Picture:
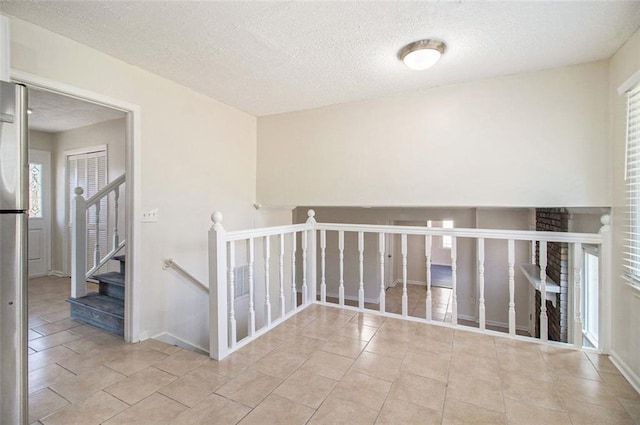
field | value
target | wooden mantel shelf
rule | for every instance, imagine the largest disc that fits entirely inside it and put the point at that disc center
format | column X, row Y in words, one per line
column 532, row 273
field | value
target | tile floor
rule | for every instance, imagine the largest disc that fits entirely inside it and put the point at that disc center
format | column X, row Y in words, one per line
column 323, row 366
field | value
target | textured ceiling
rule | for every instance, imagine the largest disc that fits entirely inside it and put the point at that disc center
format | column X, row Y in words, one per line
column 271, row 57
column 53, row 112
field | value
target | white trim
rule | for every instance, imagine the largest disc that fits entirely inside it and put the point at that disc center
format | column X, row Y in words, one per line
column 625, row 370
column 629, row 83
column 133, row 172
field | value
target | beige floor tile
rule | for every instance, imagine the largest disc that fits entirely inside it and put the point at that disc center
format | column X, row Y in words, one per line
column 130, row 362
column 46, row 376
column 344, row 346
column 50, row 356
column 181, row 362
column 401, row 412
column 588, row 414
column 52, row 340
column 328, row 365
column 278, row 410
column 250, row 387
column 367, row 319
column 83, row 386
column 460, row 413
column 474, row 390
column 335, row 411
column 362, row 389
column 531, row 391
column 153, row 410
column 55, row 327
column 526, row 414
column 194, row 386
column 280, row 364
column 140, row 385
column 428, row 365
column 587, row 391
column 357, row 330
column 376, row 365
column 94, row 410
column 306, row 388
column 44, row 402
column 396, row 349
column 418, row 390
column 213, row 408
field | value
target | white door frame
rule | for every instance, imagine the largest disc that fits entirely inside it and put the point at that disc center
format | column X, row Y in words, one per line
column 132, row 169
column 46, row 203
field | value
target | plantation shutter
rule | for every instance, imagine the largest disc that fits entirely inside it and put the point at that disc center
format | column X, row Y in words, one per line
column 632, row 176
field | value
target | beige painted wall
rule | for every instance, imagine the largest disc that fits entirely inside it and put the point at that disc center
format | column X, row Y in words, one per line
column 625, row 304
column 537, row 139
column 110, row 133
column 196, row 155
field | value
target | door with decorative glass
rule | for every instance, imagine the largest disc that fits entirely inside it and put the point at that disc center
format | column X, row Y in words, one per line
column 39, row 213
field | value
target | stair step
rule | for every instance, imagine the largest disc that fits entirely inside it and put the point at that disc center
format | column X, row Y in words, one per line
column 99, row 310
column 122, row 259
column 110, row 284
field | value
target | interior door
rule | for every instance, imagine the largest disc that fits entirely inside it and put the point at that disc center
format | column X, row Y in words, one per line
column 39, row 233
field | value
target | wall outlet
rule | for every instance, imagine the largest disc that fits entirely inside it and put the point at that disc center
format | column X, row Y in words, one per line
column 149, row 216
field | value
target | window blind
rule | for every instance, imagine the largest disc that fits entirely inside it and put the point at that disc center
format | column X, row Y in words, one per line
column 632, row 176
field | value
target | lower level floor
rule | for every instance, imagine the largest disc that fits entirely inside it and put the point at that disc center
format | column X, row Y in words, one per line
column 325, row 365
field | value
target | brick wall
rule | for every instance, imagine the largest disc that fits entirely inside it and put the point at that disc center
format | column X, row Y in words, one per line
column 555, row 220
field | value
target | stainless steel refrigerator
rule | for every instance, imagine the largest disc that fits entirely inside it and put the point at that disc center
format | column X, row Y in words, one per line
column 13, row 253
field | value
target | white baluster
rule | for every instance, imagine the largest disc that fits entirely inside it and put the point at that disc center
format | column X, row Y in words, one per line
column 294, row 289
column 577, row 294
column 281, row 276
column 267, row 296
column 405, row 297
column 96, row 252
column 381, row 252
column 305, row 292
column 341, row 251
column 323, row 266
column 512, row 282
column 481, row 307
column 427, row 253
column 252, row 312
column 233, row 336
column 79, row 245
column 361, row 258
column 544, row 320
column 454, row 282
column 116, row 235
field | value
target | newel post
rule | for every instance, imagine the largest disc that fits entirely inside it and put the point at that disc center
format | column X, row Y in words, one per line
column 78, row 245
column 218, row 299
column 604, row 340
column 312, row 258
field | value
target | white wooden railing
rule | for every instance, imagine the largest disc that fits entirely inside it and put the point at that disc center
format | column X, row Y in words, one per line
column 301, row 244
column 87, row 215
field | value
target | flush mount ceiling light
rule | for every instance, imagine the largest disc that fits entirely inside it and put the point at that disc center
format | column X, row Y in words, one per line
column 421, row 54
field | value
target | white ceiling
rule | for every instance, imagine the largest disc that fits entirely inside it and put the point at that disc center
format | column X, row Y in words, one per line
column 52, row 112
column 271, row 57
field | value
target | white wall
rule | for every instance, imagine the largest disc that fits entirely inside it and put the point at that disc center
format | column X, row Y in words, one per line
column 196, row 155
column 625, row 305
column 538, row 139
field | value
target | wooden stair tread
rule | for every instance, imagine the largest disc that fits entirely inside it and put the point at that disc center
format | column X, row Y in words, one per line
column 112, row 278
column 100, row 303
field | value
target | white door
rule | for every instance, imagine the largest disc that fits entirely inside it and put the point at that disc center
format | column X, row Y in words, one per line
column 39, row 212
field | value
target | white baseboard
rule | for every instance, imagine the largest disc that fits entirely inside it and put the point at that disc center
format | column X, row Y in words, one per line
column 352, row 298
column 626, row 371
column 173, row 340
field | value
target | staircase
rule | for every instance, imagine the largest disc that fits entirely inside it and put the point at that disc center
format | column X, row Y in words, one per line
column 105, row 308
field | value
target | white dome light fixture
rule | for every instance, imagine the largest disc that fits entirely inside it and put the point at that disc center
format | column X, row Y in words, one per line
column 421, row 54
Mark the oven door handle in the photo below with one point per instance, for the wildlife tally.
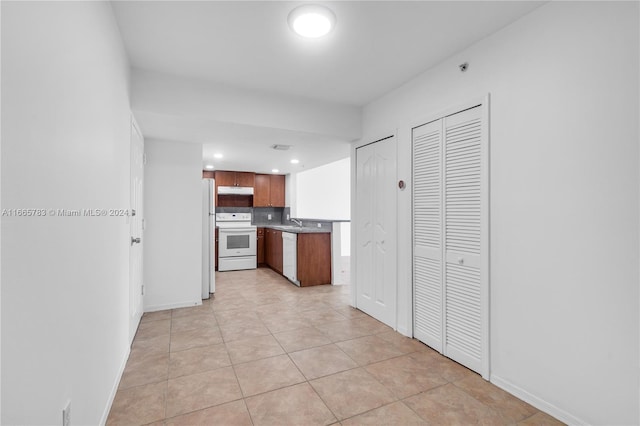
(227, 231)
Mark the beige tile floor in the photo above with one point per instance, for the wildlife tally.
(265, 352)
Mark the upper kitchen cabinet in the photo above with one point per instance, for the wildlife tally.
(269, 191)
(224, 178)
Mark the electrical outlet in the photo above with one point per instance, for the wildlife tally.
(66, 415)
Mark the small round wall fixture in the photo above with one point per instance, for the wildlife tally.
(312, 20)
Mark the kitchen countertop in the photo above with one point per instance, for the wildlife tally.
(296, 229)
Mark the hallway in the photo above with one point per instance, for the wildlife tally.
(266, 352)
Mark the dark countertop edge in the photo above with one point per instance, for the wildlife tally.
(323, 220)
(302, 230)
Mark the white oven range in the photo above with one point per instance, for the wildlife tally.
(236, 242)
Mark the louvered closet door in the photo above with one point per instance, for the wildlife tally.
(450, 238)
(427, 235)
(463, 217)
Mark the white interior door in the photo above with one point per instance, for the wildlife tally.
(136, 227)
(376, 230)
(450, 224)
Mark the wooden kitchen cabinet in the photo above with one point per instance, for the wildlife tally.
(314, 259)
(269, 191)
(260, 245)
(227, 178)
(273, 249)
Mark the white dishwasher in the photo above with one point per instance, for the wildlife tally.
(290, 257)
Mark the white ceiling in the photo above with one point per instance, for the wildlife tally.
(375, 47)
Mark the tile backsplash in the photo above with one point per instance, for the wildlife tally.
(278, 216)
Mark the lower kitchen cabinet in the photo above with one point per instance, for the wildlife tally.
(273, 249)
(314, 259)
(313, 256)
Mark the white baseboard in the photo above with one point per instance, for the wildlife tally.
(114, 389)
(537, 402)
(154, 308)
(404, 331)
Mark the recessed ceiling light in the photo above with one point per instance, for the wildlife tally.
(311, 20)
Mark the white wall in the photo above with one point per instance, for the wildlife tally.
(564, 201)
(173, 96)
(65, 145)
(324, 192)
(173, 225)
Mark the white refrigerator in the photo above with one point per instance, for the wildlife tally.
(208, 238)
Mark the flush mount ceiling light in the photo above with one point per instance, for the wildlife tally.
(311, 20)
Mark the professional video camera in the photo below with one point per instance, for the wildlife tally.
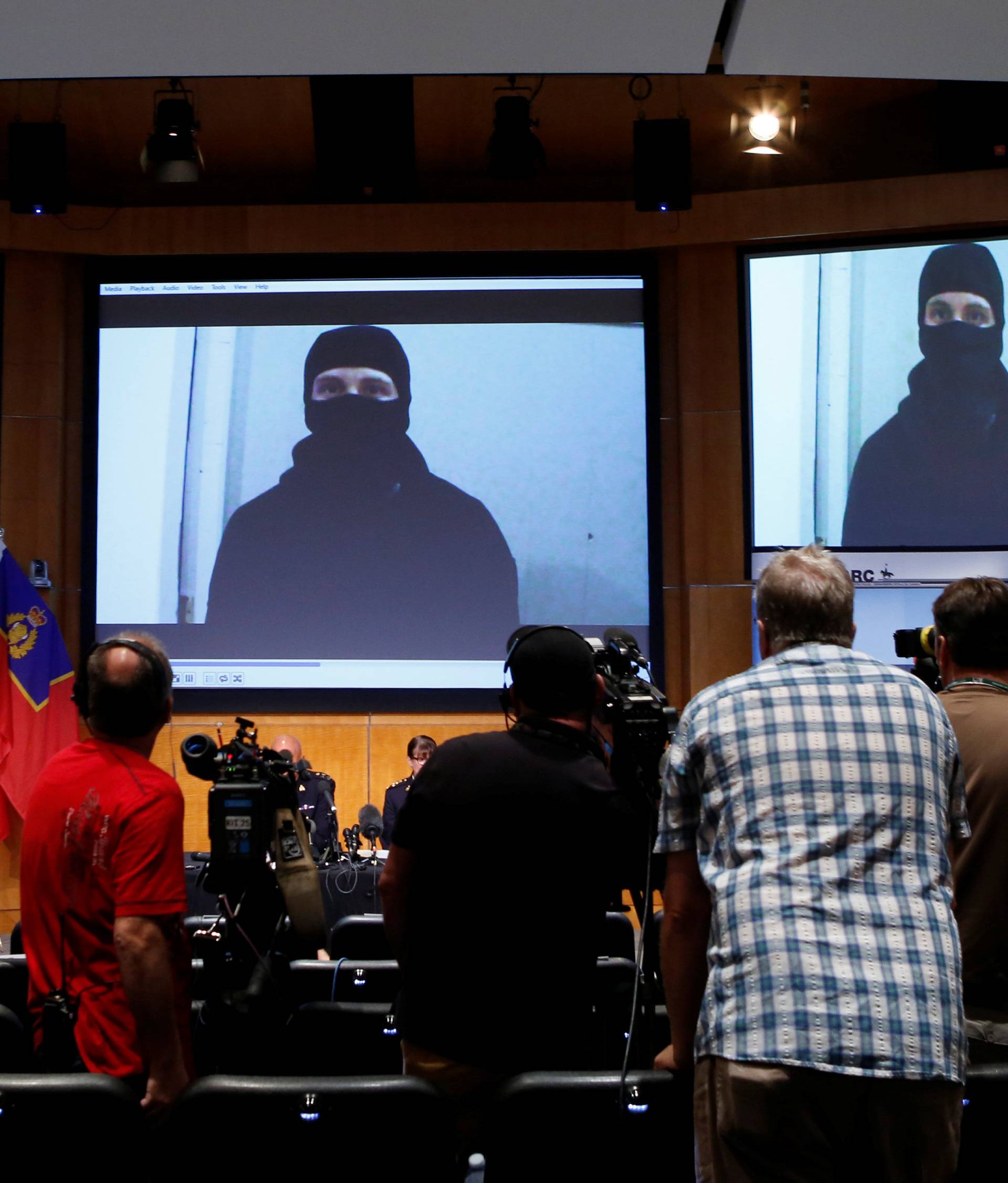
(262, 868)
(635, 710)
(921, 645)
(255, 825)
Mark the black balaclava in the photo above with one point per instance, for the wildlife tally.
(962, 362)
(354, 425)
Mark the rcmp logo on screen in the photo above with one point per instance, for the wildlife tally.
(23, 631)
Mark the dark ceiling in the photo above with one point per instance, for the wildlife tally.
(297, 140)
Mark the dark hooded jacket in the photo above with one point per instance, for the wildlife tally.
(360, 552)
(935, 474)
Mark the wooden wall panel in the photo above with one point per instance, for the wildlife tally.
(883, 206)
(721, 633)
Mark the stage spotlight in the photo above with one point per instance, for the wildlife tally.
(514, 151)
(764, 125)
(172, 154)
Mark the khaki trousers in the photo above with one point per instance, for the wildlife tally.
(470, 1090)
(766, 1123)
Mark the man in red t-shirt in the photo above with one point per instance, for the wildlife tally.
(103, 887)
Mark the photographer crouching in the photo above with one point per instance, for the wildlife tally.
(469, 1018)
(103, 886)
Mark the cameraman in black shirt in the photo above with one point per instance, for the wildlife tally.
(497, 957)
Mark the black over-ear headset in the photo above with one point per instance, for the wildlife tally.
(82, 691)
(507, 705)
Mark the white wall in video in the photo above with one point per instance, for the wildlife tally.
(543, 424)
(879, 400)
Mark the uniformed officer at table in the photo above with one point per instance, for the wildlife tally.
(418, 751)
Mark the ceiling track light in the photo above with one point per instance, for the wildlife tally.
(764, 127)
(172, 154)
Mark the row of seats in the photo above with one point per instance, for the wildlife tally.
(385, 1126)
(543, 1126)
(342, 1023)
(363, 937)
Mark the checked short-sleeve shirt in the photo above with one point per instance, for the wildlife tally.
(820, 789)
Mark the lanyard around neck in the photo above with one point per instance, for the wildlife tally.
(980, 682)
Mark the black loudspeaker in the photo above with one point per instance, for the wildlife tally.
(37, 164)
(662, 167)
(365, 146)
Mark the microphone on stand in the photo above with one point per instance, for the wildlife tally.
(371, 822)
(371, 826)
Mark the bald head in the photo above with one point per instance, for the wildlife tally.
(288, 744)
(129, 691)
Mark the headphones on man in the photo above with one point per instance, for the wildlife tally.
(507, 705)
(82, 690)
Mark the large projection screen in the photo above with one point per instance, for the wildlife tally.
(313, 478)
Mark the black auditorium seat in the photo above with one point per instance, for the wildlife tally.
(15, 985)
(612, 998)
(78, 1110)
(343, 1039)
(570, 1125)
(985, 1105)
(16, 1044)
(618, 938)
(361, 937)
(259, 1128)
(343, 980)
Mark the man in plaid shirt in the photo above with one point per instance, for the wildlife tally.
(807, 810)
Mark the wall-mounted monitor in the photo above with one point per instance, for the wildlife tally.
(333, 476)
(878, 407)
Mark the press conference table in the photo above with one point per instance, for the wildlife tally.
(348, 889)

▶ Task prompt
Each line from the first line of the entries through the line containing "target | beige floor tile" should be duplicated word for word, and nothing more; the pictures stay out.

▶ Exercise response
Picture:
field | value
target | wooden mantel shelf
rule | for every instance, imagine the largest disc that fits entirely inside it and put the point at that disc center
format | column X, row Y in words, one per line
column 532, row 273
field | value
target | tile floor
rule | for every instance, imagine the largest disc that fits entirely inside it and put the point at that disc center
format | column X, row Y in words, one per line
column 323, row 366
field | value
target | textured ceiling
rule | for every instance, imagine the largest disc that fits entirely inside it and put the point at that disc center
format | column X, row Y in words, one per line
column 271, row 57
column 53, row 112
field | value
target | white trim
rule | for every instance, imagine the largest disc that fits entirely inside it and put the point at that disc center
format | column X, row Y in words, one per line
column 625, row 370
column 629, row 83
column 133, row 172
field | value
target | beige floor tile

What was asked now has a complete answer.